# [TASK OBJECTIVE]
Please copy every line of the records below word for word, leaving the pictures out of your answer.

# [RECORDS]

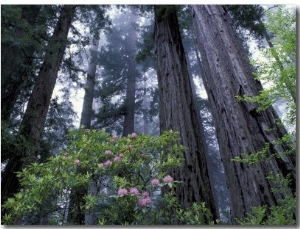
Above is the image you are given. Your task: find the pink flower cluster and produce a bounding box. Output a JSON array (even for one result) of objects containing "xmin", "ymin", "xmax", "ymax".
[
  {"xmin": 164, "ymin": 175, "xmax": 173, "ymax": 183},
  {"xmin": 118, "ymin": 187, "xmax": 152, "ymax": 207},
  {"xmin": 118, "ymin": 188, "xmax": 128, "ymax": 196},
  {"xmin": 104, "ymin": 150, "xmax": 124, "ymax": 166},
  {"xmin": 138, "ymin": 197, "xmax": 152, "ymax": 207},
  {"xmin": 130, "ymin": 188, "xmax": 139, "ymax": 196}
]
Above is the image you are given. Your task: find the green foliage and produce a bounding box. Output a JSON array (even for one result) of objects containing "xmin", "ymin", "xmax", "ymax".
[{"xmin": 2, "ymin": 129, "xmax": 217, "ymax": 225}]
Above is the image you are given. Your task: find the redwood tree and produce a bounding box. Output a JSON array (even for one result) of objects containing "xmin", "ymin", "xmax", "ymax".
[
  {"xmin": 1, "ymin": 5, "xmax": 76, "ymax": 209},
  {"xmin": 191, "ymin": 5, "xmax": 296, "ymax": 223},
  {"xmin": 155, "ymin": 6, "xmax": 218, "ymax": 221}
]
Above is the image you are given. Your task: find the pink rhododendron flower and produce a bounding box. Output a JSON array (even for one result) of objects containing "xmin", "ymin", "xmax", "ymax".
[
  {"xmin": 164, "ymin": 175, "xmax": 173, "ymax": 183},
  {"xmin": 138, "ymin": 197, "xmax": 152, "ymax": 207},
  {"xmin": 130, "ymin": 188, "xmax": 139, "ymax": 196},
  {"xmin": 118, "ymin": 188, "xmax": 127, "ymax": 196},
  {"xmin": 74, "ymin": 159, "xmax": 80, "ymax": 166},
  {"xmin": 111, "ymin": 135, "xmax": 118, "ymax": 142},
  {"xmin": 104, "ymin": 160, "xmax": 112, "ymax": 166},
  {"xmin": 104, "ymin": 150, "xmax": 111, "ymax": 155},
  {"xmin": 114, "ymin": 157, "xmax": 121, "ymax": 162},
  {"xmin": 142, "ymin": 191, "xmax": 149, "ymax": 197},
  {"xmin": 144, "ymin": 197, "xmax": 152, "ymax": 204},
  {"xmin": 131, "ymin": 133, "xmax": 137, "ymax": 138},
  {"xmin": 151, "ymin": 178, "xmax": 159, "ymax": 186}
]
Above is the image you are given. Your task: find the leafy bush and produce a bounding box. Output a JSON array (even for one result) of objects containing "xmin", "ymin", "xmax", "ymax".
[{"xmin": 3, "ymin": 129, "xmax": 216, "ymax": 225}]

# [OUTPUT]
Above is the image you are given. Your task: find the pink flower cluster and produce a bounding box. Output a JSON array (even for one result) of objects containing "xmin", "ymin", "xmax", "ymax".
[
  {"xmin": 164, "ymin": 175, "xmax": 173, "ymax": 183},
  {"xmin": 118, "ymin": 187, "xmax": 152, "ymax": 207},
  {"xmin": 118, "ymin": 188, "xmax": 128, "ymax": 196},
  {"xmin": 104, "ymin": 150, "xmax": 124, "ymax": 166},
  {"xmin": 138, "ymin": 197, "xmax": 152, "ymax": 207},
  {"xmin": 130, "ymin": 188, "xmax": 139, "ymax": 196}
]
Above is the image you are given. Your task: find the green foliage and produce a bounding box. Output a JSON array (even for one result) of objects containing "xmin", "ymin", "xmax", "ymax".
[{"xmin": 2, "ymin": 129, "xmax": 217, "ymax": 225}]
Above is the image you are given. Your task: find the redwood tree and produce a bounding box. Output a JSON array (even for one result) of objects containing "xmin", "ymin", "xmax", "ymax".
[
  {"xmin": 1, "ymin": 5, "xmax": 76, "ymax": 209},
  {"xmin": 191, "ymin": 5, "xmax": 296, "ymax": 223},
  {"xmin": 155, "ymin": 6, "xmax": 218, "ymax": 221}
]
Above is the image you are given. Your task: find the pink rhododendron flower and produce a bounding box. Output a JSON array (even for one result) of objects containing "xmin", "ymin", "xmax", "ymax".
[
  {"xmin": 164, "ymin": 175, "xmax": 173, "ymax": 183},
  {"xmin": 138, "ymin": 197, "xmax": 152, "ymax": 207},
  {"xmin": 130, "ymin": 188, "xmax": 139, "ymax": 196},
  {"xmin": 118, "ymin": 188, "xmax": 127, "ymax": 196},
  {"xmin": 74, "ymin": 159, "xmax": 80, "ymax": 166},
  {"xmin": 111, "ymin": 135, "xmax": 118, "ymax": 142},
  {"xmin": 104, "ymin": 160, "xmax": 112, "ymax": 166},
  {"xmin": 104, "ymin": 150, "xmax": 111, "ymax": 155},
  {"xmin": 114, "ymin": 157, "xmax": 121, "ymax": 162},
  {"xmin": 142, "ymin": 191, "xmax": 149, "ymax": 197},
  {"xmin": 144, "ymin": 197, "xmax": 152, "ymax": 204},
  {"xmin": 131, "ymin": 133, "xmax": 137, "ymax": 138},
  {"xmin": 151, "ymin": 178, "xmax": 159, "ymax": 186}
]
Above is the image you are given. Your task: find the leafy bush and produce a bounding box. Output a JSON array (even for one result) of objects containing "xmin", "ymin", "xmax", "ymax".
[{"xmin": 3, "ymin": 129, "xmax": 216, "ymax": 225}]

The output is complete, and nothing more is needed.